> _TESTO FORNITO_
# # # # #
# Report e le pillole della vergogna: ispezioni al ministero della pubblica istruzione



## admin (20 Novembre 2012)

*Report e le pillole della vergogna: ispezioni al ministero della pubblica istruzione*

Dopo la puntata di *Report* dal titolo "La banca degli amici" (*Video Report la banca degli amici* Report LA BANCA DEGLI AMICI ) andata in onda domenica scorsa su *Rai 3*, il Ministro Profumo ha inviato al *Miur* degli ispettori che stanno lavorando per acquisire le documentazioni. Gli insegnanti e i maestri elementari sono pronti ad indire una *class action* contro il 
*ministero della pubblica istruzione* in relazione alle modalità di impiego dei fondi ministeriali. 

Ci si chiede per quale motivo, mentre le scuole non hanno la *carta igienica,* il ministro abbia deciso di spendere *730 mila euro* per le *pillole del sapere* e per i format di *Interattiva Media*, società che fa capo ad Ilaria Sbressa, consorte di Andrea Ambrogetti responsabile delle relazioni istituzionali di *Mediaset *e presidente di Dgtvi.
Il ministero ha acquistato 12 pillole e 7 format. Il costo di ogni *pillola* (ovvero un *filmato grafico* della durata di 3 minuti) si aggirava intorno ai *40.000 euro*


----------



## tamba84 (20 Novembre 2012)

nonostante le ultime 2 uscite di profumo,sopratutto quella delle 18-36 ore,per ora dicono voci vicine al miur che stà lavorando molto!

ma cosa si intende per filmato grafico?io cosa siano queste pillole del sapere non l' ho capito!


----------
# # # # #
> _RECORD DEL DATASET_
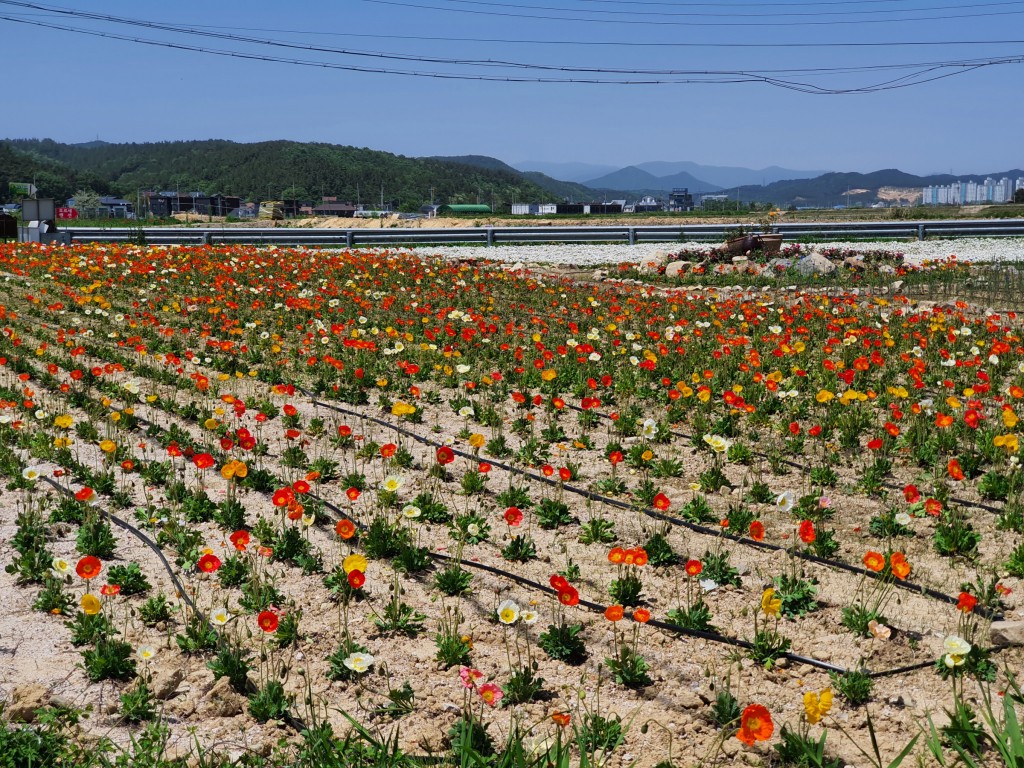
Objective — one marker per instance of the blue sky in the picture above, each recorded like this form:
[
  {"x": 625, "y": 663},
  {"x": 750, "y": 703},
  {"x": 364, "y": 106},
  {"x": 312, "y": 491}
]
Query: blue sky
[{"x": 73, "y": 87}]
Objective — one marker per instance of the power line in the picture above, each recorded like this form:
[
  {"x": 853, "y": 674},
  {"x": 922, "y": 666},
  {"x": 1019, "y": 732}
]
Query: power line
[
  {"x": 576, "y": 42},
  {"x": 481, "y": 62},
  {"x": 509, "y": 14},
  {"x": 929, "y": 72},
  {"x": 745, "y": 14}
]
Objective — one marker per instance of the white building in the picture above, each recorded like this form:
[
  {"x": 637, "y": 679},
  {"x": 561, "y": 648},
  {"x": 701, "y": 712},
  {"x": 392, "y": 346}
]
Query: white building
[{"x": 967, "y": 193}]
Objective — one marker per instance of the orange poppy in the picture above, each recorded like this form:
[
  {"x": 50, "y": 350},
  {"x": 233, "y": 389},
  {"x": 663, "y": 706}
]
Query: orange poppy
[
  {"x": 755, "y": 725},
  {"x": 345, "y": 528},
  {"x": 267, "y": 621},
  {"x": 88, "y": 567},
  {"x": 875, "y": 561}
]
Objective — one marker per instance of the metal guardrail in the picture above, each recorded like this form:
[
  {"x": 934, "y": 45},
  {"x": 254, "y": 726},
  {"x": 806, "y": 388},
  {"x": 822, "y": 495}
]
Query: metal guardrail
[{"x": 494, "y": 236}]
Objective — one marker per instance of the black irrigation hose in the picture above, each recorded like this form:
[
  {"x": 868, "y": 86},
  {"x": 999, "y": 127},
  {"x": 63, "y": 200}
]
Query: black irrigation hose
[
  {"x": 713, "y": 637},
  {"x": 710, "y": 636},
  {"x": 804, "y": 468},
  {"x": 704, "y": 529},
  {"x": 597, "y": 607},
  {"x": 292, "y": 720},
  {"x": 124, "y": 524}
]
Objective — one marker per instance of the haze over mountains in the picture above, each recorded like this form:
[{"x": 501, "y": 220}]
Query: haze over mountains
[
  {"x": 662, "y": 174},
  {"x": 309, "y": 171}
]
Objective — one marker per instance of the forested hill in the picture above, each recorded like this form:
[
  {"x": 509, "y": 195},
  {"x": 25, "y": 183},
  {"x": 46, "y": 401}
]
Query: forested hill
[{"x": 267, "y": 169}]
# # # # #
> _CONSEGNA SCRITTA_
Rispondi alle domande seguenti sulla discussione.
(a) Su quale rete è andata in onda la puntata "La banca degli amici"?
(b) A chi fa capo la società Interattiva Media?
(c) Quanto durava ogni pillola?

> _RISPOSTA COMPLETA_
(a) Su Rai 3.
(b) A Ilaria Sbressa.
(c) 3 minuti.